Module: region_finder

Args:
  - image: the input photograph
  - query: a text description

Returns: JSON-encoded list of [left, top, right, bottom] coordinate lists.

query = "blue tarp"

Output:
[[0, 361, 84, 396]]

▸ **WHAT YOU NEED TO DO**
Lay out every line of the records above as a Markdown table with the columns Row and Line, numbering each line and skipping blank ones.

▸ **RESPONSE**
| Row | Line |
|---|---|
| 1 | Module: region_finder |
| 2 | Args: |
| 3 |   - image: the input photograph |
| 4 |   - query: a text description |
| 5 | Returns: JSON-encoded list of [left, top, right, bottom] coordinate lists. |
| 6 | query = "blue tarp" |
| 7 | Output: |
| 8 | [[0, 361, 84, 396]] |